(Material for this task)

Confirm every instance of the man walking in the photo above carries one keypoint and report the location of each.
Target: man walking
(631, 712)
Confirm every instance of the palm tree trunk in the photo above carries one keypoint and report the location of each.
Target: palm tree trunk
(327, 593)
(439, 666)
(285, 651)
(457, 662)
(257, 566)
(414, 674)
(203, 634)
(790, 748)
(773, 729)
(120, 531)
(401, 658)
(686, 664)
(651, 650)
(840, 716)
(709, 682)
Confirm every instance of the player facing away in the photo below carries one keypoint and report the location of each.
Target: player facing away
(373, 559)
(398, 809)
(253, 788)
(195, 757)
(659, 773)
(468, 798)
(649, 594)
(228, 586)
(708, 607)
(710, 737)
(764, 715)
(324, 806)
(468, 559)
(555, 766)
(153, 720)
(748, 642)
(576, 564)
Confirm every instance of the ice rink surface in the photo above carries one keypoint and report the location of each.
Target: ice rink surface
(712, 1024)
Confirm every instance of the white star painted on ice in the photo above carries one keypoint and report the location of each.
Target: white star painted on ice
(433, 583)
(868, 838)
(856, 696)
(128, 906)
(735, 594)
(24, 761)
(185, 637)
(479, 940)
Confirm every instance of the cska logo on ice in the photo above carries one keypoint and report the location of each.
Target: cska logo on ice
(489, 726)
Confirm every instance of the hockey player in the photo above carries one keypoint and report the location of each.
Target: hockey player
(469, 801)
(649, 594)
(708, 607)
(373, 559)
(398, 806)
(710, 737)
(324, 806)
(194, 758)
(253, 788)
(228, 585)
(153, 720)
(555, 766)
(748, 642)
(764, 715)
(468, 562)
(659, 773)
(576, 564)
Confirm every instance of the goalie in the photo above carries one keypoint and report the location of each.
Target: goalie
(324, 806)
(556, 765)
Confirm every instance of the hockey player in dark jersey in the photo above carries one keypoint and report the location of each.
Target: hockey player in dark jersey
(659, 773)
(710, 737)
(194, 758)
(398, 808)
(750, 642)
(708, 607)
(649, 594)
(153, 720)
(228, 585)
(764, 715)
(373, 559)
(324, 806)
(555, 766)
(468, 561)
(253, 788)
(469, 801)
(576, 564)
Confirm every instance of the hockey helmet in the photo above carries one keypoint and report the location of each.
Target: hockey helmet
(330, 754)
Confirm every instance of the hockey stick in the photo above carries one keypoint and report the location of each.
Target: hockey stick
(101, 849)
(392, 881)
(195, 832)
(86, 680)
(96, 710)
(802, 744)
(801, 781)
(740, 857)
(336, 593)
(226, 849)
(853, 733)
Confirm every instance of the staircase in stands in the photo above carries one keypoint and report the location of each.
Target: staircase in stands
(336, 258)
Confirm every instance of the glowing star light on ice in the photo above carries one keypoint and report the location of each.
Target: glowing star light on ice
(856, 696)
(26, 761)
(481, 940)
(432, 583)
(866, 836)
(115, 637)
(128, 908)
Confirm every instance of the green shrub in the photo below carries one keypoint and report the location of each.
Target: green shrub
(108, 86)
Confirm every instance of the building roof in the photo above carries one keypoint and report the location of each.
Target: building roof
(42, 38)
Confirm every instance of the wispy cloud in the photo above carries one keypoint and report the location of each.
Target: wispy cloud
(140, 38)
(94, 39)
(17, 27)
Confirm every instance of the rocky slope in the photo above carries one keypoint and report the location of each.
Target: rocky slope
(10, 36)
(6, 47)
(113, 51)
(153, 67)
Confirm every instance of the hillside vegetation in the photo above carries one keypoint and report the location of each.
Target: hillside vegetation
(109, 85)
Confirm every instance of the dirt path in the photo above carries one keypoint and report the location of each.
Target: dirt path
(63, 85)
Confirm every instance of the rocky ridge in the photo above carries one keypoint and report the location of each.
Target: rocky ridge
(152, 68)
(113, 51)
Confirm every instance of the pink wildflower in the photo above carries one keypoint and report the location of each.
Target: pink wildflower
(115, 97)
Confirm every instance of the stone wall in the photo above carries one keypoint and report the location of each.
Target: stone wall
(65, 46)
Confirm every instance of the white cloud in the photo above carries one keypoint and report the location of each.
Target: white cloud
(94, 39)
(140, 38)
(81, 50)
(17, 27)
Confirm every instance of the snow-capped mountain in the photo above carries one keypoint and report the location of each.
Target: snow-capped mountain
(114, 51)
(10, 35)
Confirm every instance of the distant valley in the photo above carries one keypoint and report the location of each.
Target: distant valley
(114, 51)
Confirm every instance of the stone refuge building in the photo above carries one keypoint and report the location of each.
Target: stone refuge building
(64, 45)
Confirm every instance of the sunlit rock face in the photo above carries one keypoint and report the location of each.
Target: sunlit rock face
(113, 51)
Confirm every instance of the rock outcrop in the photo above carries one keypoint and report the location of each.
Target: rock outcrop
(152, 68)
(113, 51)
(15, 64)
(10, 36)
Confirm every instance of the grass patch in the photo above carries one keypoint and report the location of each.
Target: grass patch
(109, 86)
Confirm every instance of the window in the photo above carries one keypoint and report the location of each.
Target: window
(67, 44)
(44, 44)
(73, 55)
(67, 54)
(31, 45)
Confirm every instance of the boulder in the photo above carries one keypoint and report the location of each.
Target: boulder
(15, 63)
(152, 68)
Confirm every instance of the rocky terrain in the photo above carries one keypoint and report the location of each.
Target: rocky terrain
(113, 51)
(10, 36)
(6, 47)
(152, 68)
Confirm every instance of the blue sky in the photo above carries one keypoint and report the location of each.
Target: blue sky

(Exercise description)
Report every line of the material above in which "below" appears.

(Solution to the exercise)
Confirm every instance of the player facing away in the photo below carries one keypoint and report the location of each.
Confirm every instance of the green shrub in the photo below carries one keypoint and report the location of each.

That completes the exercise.